- _Übungstext_

= = = = = = =

Vor diesem Hintergrund löst sich das Rätsel, wieso man die Immunreaktionen von Tieren allein durch Dressur beeinflussen kann. Robert Ader und Nicholas Cohen von der Universität Rochester (Bundesstaat New York) gaben Ratten öfter Wasser zu trinken, das etwas Saccharin und ein Immunsuppressivum enthielt; nach einiger Zeit genügte das süße Getränk ohne das Medikament, die Abwehrfunktionen weiterhin zu dämpfen.
Da das soziale Umfeld unsere Grundgestimmtheit wesentlich mitbestimmt, wundert es nicht, daß psychische Stressoren wie zwischenmenschliche Probleme und Spannungen schließlich auch die Immunabwehr beeinträchtigen können. Einer Studie zufolge waren solche Personen besonders erkältungsanfällig, die mehr als zwei Monate lang beständig sozialem Druck und Ärger ausgesetzt waren. Auch wer Angehörige über längere Zeit pflegt, hat leicht selber geschwächte Abwehrkräfte, so Ehepartner von Alzheimer-Kranken. Von unglücklich verheirateten oder in Scheidung lebenden Paaren allerdings scheinen öfter die Frauen diese Situation schwerer zu bewältigen; bei jenen, die sich dann äußerst hilflos fühlten, fanden sich nicht nur besonders viele Stress-Hormone, sondern auch verminderte Immunwerte – nicht aber bei den Männern.
Umgekehrt dämpft ein Netzwerk sicherer, stützender und harmonischer Beziehungen die Empfänglichkeit für Stress und festigt die Abwehr. Auch eine Gruppentherapie kann dazu beitragen. Ein verläßliches Umfeld stützt auf diese Weise selbst Schwerkranke; es gibt sogar Hinweise, daß Frauen mit Brustkrebs dann länger leben.
Bei chronischen Krankheiten bot früher ein längerer Aufenthalt in einem Kurort oder Sanatorium oft die einzige Hoffnung. Das half manchmal tatsächlich, und dies läßt sich nun besser begründen: Entspannung durch völlige Abkehr vom Alltag kann bewirken, daß gestörte Kontakte zwischen Immunsystem und Gehirn sich wieder einregeln und normalisieren. Dies stärkt vor allem die Abwehrkräfte – die erste Voraussetzung für eine Genesung. Das gilt auch heute noch, wenngleich man solche heilsamen Prozesse inzwischen medikamentös zu unterstützen vermag.
Alles in allem ist die scharfe Trennung zwischen psychischen und organischen Krankheiten überholt. Körper und Seele, so erweist die Psychoneuroimmunologie, sind eng verknüpft.
Literaturhinweise
- Netzwerk Mensch. Den Verbindungen von Körper und Seele auf der Spur. Von Gaby Miketta. Rowohlt, Reinbek 1994.

= = = = = = =

- _Ausgangsdaten_
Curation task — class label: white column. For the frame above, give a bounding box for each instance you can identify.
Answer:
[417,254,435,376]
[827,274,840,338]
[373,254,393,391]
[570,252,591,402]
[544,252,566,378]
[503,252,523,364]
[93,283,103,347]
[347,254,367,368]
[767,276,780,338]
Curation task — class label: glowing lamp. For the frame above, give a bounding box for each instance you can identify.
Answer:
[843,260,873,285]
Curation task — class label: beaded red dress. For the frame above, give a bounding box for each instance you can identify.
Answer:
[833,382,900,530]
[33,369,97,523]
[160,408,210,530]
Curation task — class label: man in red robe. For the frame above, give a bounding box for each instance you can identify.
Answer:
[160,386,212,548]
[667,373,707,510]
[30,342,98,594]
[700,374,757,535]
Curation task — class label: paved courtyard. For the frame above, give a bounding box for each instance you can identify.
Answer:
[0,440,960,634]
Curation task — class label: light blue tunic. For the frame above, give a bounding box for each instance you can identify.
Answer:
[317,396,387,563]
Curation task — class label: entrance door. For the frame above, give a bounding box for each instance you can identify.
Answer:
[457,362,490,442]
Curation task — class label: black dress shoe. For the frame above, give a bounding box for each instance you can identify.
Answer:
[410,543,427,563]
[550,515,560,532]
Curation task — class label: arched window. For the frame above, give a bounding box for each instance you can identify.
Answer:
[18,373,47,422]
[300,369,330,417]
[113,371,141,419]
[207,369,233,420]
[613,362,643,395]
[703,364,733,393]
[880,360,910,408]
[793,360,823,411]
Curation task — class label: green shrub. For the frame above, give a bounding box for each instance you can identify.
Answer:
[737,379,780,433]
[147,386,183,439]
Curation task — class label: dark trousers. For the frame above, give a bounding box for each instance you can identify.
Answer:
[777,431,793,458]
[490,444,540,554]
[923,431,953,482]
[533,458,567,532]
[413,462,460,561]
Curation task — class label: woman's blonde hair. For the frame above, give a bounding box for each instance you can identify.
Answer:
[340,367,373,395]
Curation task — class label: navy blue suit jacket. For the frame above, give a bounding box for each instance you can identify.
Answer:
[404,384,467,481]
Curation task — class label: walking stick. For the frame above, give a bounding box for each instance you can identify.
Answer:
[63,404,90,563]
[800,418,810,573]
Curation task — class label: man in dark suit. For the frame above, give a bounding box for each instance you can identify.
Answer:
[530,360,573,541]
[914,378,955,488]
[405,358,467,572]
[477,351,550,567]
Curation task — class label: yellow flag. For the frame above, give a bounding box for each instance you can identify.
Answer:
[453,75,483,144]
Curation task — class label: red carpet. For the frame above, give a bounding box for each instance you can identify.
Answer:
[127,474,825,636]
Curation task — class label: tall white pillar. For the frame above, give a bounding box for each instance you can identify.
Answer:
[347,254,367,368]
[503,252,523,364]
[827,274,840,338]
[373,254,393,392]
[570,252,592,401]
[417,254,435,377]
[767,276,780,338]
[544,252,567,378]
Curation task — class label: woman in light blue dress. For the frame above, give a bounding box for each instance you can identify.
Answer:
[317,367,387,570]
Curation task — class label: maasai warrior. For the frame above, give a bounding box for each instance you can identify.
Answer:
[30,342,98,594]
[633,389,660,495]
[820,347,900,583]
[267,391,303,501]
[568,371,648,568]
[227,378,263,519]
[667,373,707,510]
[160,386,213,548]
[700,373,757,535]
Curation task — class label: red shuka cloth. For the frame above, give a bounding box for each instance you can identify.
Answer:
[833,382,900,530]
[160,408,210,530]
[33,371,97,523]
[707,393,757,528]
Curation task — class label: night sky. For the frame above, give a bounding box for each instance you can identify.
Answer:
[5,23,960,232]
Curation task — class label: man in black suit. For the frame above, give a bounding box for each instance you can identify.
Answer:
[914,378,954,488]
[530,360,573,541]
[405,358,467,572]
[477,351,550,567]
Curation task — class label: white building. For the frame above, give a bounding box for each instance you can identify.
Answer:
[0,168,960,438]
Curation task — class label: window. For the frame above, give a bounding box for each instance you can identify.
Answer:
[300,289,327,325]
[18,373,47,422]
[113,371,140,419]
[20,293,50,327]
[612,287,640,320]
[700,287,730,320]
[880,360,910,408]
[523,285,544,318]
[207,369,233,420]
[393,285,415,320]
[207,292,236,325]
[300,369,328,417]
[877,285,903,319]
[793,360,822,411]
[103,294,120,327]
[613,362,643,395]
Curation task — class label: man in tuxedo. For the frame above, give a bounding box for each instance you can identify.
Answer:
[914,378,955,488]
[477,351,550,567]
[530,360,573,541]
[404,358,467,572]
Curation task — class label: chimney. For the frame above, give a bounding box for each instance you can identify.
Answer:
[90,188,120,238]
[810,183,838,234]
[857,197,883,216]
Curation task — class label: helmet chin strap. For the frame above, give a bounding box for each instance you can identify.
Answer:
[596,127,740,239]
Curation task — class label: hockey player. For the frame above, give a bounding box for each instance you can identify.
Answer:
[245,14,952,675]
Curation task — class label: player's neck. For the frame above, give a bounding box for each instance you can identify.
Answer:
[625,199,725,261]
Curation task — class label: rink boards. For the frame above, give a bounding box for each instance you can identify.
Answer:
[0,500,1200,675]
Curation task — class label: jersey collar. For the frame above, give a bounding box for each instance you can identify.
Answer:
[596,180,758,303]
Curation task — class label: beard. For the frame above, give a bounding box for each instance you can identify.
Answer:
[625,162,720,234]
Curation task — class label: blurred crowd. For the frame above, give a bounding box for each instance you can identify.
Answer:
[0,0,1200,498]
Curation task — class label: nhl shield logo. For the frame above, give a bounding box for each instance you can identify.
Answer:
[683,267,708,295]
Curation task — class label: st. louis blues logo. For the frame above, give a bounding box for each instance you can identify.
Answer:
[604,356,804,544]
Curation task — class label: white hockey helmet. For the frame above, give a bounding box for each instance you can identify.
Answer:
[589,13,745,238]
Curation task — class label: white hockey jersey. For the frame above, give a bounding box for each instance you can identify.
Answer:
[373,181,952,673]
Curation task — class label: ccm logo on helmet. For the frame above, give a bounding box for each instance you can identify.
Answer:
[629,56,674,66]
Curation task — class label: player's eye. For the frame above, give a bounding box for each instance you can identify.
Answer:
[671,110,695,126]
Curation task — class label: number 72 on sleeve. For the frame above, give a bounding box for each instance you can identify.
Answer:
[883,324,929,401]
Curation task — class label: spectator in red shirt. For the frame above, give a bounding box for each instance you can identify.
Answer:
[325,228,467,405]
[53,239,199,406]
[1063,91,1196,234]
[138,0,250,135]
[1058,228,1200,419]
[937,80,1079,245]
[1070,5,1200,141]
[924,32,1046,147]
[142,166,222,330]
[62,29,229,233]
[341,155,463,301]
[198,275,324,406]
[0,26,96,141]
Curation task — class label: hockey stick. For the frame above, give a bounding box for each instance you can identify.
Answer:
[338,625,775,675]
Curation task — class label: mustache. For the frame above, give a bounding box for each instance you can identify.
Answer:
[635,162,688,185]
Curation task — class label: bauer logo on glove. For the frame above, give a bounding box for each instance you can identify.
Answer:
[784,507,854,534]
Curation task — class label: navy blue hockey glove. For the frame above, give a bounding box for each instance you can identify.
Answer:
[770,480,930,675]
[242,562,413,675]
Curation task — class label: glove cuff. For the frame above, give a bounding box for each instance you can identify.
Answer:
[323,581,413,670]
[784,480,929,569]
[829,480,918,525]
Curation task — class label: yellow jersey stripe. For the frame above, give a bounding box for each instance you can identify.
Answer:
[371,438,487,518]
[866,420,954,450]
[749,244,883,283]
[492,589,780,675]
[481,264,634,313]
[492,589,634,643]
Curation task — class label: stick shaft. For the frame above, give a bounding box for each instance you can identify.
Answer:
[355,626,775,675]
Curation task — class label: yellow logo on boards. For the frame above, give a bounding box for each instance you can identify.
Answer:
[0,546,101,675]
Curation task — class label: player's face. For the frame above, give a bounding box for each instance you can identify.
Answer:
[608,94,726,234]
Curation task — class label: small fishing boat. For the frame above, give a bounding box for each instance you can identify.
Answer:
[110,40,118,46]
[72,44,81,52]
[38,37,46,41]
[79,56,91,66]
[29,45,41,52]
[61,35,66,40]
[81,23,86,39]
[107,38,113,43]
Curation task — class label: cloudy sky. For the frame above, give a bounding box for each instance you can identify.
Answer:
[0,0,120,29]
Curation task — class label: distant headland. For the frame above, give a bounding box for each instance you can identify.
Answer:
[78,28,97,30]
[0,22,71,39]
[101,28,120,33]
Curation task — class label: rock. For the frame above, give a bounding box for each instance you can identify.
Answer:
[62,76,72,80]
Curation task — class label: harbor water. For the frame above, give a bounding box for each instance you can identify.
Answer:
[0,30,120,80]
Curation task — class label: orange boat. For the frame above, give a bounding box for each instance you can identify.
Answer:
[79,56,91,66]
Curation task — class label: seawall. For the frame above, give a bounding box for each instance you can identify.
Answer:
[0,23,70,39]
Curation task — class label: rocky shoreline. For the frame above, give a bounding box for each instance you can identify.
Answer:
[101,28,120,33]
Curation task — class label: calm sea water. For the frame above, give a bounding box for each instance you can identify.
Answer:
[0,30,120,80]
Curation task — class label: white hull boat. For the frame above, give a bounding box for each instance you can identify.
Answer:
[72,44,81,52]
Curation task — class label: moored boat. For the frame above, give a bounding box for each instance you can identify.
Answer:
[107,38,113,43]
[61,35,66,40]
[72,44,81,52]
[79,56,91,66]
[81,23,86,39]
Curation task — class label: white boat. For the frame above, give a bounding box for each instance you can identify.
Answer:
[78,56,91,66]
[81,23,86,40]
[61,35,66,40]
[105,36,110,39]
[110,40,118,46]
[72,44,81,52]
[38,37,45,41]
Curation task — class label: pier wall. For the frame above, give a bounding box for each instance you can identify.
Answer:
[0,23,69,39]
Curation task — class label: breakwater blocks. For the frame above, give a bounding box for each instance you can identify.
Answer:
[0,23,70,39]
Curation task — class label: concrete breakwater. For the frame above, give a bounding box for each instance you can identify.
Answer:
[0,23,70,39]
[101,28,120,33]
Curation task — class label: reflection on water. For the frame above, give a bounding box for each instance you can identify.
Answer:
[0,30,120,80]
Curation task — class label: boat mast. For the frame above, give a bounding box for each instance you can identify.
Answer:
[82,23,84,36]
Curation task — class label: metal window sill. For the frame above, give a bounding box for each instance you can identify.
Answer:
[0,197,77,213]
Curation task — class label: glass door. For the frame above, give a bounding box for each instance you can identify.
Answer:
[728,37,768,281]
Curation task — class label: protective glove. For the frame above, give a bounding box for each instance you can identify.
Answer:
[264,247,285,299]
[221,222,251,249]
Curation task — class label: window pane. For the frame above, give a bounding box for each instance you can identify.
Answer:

= = = = = = =

- _Arbeitsauftrag_
Schreiben Sie aus dem Text über Psychoneuroimmunologie alles von „Da das soziale“ bis hinunter zu „bei den Männern.“ wortgetreu ab.

- _Lösung_
Da das soziale Umfeld unsere Grundgestimmtheit wesentlich mitbestimmt, wundert es nicht, daß psychische Stressoren wie zwischenmenschliche Probleme und Spannungen schließlich auch die Immunabwehr beeinträchtigen können. Einer Studie zufolge waren solche Personen besonders erkältungsanfällig, die mehr als zwei Monate lang beständig sozialem Druck und Ärger ausgesetzt waren. Auch wer Angehörige über längere Zeit pflegt, hat leicht selber geschwächte Abwehrkräfte, so Ehepartner von Alzheimer-Kranken. Von unglücklich verheirateten oder in Scheidung lebenden Paaren allerdings scheinen öfter die Frauen diese Situation schwerer zu bewältigen; bei jenen, die sich dann äußerst hilflos fühlten, fanden sich nicht nur besonders viele Stress-Hormone, sondern auch verminderte Immunwerte – nicht aber bei den Männern.